**Exercise instructions**
Exactly repeat the line that contains "of the window", then every line after it up to and including the final line.

**Dataset excerpts**
· · · · ·
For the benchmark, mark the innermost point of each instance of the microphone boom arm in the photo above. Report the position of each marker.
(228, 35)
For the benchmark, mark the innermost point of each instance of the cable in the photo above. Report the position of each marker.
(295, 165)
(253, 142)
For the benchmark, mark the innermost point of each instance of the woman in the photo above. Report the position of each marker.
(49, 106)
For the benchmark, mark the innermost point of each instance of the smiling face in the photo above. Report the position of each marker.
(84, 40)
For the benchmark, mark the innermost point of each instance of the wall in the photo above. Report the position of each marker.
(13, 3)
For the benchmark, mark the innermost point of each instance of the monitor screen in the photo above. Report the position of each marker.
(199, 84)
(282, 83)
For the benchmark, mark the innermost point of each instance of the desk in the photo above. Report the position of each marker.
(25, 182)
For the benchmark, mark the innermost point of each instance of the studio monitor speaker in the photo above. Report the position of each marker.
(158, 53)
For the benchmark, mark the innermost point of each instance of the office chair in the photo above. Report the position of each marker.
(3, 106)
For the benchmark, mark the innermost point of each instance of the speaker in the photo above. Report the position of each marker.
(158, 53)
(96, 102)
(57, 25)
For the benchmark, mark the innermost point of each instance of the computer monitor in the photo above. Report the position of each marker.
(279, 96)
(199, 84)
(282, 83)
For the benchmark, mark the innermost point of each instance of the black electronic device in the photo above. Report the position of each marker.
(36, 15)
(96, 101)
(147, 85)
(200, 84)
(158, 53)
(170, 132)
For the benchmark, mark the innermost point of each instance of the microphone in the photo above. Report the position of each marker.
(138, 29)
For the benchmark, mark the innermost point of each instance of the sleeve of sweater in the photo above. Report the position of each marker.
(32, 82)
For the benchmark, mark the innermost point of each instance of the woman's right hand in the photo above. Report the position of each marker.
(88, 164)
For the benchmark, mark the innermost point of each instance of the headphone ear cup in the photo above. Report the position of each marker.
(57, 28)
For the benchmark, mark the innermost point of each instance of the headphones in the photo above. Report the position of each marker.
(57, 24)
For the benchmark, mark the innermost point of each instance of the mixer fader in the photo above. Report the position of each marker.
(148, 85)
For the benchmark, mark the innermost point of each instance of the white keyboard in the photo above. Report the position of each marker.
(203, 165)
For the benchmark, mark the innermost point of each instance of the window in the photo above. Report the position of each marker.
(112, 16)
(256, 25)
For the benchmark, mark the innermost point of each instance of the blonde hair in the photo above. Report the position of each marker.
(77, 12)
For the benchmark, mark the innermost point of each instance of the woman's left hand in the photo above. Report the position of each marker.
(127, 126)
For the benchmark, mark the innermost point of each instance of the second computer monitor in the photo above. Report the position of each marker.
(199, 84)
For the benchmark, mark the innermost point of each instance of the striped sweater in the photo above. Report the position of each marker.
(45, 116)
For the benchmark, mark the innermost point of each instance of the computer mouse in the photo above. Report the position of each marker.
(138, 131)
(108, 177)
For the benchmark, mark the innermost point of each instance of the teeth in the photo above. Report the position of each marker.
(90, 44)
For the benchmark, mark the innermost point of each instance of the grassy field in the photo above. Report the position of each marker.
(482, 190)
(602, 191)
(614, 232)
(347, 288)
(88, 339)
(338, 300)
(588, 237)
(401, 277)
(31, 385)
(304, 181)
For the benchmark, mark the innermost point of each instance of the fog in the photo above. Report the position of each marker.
· · · · ·
**Finished exercise**
For the benchmark, mark the innermost point of each instance of the window in the photo above. Report the position of each marker.
(112, 16)
(256, 25)
For the benchmark, mark the innermost point of each instance of the blonde hair in the photo above. Report the position of each marker.
(77, 12)
For the benchmark, mark the innermost point of each instance of the woman's left hand in the photo above. Report the position of each marker.
(127, 126)
For the benchmark, mark the innermost point of each instance of the second computer monitor in the photo above. Report the position of each marker.
(199, 84)
For the benchmark, mark the innermost point of each instance of the striped sweater in the photo above. Report the position of each marker.
(45, 116)
For the benchmark, mark the innermost point of each instance of the computer mouse in the photo above. Report the position of each marker.
(138, 131)
(108, 177)
For the benchmark, mark the innermost point of each instance of the teeth in the photo above. Report the position of each marker.
(90, 44)
For the benchmark, mark the innermost point of each instance of the grassy field in the photo above. Report the position of each marker.
(482, 190)
(602, 191)
(614, 232)
(347, 288)
(88, 339)
(338, 300)
(588, 237)
(401, 277)
(31, 385)
(304, 181)
For the benchmark, mark the innermost point of each instance of the fog in the photo above. Report the position of each marker.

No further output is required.